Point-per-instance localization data
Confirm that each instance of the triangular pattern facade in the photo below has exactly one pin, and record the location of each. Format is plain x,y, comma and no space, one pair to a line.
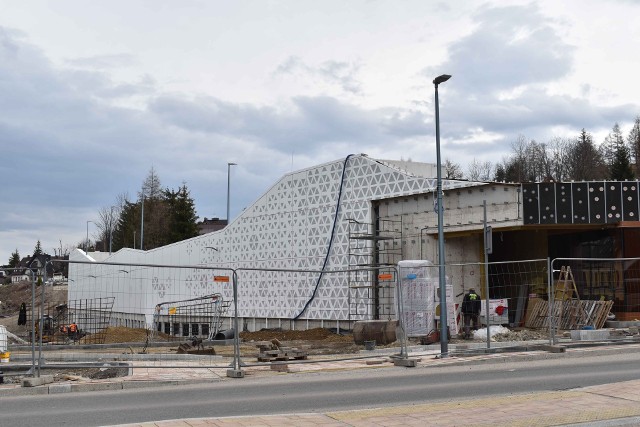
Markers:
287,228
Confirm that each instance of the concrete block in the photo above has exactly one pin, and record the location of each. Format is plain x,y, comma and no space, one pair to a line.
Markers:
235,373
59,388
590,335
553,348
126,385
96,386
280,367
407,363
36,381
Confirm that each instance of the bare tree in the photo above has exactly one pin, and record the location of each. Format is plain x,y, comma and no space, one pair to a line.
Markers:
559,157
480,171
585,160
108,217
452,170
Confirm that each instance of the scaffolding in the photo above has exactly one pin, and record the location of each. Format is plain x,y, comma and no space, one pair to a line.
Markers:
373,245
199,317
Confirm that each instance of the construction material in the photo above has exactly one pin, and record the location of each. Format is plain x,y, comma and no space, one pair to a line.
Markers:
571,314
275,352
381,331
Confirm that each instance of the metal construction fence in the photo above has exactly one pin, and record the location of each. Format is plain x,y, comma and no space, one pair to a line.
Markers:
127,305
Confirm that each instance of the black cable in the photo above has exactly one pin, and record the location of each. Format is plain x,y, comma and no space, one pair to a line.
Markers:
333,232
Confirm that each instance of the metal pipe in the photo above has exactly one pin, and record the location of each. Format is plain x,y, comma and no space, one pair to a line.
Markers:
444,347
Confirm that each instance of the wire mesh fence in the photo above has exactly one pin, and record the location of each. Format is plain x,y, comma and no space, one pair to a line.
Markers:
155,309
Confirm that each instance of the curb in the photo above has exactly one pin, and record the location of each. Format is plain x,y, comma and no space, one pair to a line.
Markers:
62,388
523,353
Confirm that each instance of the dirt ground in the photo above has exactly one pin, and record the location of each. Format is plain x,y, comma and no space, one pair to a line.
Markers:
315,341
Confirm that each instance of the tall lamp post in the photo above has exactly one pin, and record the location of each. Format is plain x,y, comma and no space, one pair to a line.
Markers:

--

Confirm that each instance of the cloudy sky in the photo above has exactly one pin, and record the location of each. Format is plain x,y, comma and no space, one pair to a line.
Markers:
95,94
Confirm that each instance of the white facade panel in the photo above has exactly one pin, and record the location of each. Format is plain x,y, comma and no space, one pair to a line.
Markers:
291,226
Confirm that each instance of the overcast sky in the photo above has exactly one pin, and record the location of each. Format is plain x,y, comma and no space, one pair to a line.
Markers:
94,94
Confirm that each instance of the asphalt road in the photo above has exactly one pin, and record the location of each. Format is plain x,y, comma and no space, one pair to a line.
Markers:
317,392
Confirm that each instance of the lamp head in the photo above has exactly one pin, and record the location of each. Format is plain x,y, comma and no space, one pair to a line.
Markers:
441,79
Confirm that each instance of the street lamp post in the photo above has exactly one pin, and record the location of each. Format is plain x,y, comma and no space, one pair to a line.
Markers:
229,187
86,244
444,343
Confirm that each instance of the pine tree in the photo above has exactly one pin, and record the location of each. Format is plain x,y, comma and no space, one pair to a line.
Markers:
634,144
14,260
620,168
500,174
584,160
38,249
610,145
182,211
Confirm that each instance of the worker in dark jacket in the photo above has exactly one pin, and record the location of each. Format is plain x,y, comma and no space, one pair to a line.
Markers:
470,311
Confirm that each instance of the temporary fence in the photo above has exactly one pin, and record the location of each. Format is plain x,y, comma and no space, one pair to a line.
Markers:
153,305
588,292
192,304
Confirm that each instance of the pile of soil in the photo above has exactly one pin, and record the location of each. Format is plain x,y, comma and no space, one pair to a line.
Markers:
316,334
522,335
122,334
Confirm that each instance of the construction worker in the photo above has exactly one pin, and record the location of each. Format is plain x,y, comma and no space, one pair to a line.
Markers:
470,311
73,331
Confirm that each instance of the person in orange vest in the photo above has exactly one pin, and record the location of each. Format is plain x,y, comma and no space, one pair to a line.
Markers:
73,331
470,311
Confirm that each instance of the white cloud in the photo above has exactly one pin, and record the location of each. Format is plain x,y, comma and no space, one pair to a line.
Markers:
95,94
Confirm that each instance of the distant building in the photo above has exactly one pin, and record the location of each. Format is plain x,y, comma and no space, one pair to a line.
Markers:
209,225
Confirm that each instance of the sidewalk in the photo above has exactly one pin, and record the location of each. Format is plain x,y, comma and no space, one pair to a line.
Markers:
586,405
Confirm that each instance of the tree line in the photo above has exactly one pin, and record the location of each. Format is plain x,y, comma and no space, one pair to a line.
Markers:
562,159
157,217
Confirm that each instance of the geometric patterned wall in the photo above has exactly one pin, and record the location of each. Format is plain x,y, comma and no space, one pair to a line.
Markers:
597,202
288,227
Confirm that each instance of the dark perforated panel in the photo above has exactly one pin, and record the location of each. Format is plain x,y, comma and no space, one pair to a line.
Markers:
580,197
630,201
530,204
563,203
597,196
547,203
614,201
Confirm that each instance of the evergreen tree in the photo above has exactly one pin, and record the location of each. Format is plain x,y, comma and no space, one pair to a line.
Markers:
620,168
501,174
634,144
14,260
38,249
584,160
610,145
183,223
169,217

Exercise goal
A verbatim reproduction is expected: starting at the line above that has "Confirm that each instance of the triangular", ending at the line that has "Confirm that each instance of the construction material", both included, and with no pictures and no other lines.

Task result
Confirm that each instance of the triangular pattern facade in the photo below has exactly one pin, and record the location of each. Format is plain x,y, comma and no space, one pair to a line.
Markers:
287,228
Confirm that each instance of the concrete block in the photo above has exactly one pin, and record the location of each. Format is plain x,y, comma and no space, one pair to a line.
Markers:
235,373
59,388
590,335
553,348
126,385
96,386
280,367
407,363
36,381
Confirm that each instance of the bare tree in the photo above has exactly one pin, and record the location of each. Format is plain x,y, comma and no space, one pair to a line.
Markers:
559,157
480,171
585,160
108,217
452,170
Confirm that each instance of the scaffolding in the photo above has exactly one pin, and record the location of each. Format is plain x,y, comma and no space, one pair to a line.
Markers:
373,245
199,317
Confirm that each instance of the construction material in the photo above has exactly one pin, and record the location of each. Format is plain x,y, comma and no space, one pair to a line.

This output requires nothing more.